# Tasks and exercises
1. For each statement, decide whether it agrees with the HTML parsing notebook below. Answer yes or no, and quote the notebook's deciding words. (a) lxml.html is described as the fast parser. (b) BeautifulSoup is described as the standard parser. (c) The install command includes cssselect.
2. Extend the HTML parsing notebook below from its last line, following the pattern of its earlier code.

# Text extract

In [None]:
%%html
<link rel="stylesheet" href="cc-jupyter.css"/>

# HTML Parsing

## Some Prerequisites

[ipython magic
commands](https://ipython.readthedocs.io/en/stable/interactive/magics.html)

In [None]:
%pip install -q requests lxml cssselect beautifulsoup4

doc = ('<html><head><title>Test</title></head>'
       '<body><h1>Parse me!</h1>'
       '<a href="/admin.html">admin area</a>'
       '<a href="/help.html">help pages</a>'
       '</body></html>')

## html.parser, the standard parser

[homepage](https://docs.python.org/3/library/html.parser.html)

In [None]:
from html.parser import HTMLParser
class MyHTMLParser(HTMLParser):
    def handle_starttag(self, tag, attrs):
        print(f"start tag '{tag}'", end=', ')
    def handle_endtag(self, tag):
        print(f"end tag '{tag}'", end=', ')
    def handle_data(self, data):
        print(f"data '{data}''", end=', ')

parser = MyHTMLParser()
parser.feed(doc)

## lxml.html, the fast parser

[homepage](https://lxml.de)

## lxml, local content

In [None]:
from lxml.html import etree

for a in etree.fromstring(doc).cssselect('a'):
    print('%s: %s' % (a.text, a.get('href')))

## lxml, external content

In [None]:
from lxml.html import parse

google_doc = parse('http://www.google.com').getroot()
for a in google_doc.cssselect('a')[:10]:
    print('%s: %s' % (a.text_content(), a.get('href')))

## BeautifulSoup, the user-friendly parser

[homepage](https://www.crummy.com/software/BeautifulSoup/)

## BeautifulSoup, local content

In [None]:
from bs4 import BeautifulSoup

soup = BeautifulSoup(doc)
for a in soup.find_all('a'):
    print('%s: %s' % (a.get_text(), a.get('href')))

## BeautifulSoup, remote content

In [None]:
from bs4 import BeautifulSoup
import requests

soup = BeautifulSoup(requests.get('http://www.google.com').text)

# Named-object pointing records

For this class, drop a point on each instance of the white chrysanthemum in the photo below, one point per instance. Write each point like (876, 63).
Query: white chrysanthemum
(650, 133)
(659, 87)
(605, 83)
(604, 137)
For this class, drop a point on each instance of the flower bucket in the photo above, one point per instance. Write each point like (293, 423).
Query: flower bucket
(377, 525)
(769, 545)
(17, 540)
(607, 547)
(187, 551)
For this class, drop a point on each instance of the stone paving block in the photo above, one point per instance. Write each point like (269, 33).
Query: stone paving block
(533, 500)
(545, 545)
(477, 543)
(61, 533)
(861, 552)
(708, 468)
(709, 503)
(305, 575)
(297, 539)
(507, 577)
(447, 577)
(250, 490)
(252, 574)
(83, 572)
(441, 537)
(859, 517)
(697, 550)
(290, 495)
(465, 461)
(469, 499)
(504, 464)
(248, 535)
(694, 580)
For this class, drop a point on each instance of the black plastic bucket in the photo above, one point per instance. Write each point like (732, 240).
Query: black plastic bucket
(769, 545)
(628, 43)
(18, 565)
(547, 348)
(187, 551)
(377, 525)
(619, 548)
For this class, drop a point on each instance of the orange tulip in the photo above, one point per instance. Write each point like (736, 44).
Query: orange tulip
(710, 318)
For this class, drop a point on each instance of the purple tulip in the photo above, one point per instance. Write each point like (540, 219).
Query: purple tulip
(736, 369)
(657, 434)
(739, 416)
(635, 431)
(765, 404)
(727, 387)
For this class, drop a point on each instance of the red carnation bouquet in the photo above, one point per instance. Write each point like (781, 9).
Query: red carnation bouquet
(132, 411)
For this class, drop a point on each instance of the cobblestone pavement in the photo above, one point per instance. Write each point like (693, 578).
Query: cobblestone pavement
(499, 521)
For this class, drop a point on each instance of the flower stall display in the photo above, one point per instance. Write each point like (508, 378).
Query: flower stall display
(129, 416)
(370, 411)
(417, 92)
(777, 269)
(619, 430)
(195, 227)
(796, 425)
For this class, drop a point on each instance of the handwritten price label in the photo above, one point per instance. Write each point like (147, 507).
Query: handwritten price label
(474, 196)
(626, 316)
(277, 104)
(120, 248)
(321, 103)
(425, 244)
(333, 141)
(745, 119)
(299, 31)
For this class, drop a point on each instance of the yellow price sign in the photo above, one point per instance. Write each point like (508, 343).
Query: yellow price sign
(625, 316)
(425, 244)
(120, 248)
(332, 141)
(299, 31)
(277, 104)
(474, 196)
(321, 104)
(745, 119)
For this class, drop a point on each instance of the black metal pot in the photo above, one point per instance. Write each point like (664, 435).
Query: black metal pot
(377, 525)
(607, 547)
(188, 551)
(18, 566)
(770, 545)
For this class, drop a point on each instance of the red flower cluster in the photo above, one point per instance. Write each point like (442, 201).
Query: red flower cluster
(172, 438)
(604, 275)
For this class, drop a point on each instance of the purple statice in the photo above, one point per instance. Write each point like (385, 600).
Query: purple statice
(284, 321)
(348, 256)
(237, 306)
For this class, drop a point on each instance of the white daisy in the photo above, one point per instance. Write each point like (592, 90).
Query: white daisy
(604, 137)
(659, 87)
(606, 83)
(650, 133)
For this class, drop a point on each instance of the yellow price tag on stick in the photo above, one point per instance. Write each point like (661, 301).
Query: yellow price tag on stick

# Responses by task
1.
(a) Yes: "lxml.html, the fast parser"
(b) No: "html.parser, the standard parser"
(c) Yes: "%pip install -q requests lxml cssselect beautifulsoup4"

2.
for a in soup.find_all('a')[:10]:
    print('%s: %s' % (a.get_text(), a.get('href')))

## Requests, HTTP for Humans

[homepage](https://requests.readthedocs.io/en/master/)

In [None]:
import requests

external_doc = requests.get('http://www.google.com')
print(external_doc.text[:200], "...")

## xslt, local content

In [None]:
import lxml.etree as ET

dom = ET.fromstring(doc)
xslt = ET.fromstring('''
<xsl:stylesheet version="1.0" xmlns:xsl="http://www.w3.org/1999/XSL/Transform">
    <xsl:template match="/html">
        <xsl:copy>
            <xsl:for-each select="body/a">
                <p><xsl:value-of select="node()"/>: <xsl:value-of select="@href"/></p>
            </xsl:for-each>
        </xsl:copy>
    </xsl:template>
</xsl:stylesheet>
''')

In [None]:
transform = ET.XSLT(xslt)
newdom = transform(dom)
print(ET.tostring(newdom, pretty_print=True).decode("ascii"))

## xslt, real content

teleschau_21.10.2020.dat, just one item

In [None]:
import lxml.etree as ET

dom = ET.parse("data/teleschau_21.10.2020.dat")
print(ET.tostring(dom, pretty_print=True).decode("ascii")[:1200], "...")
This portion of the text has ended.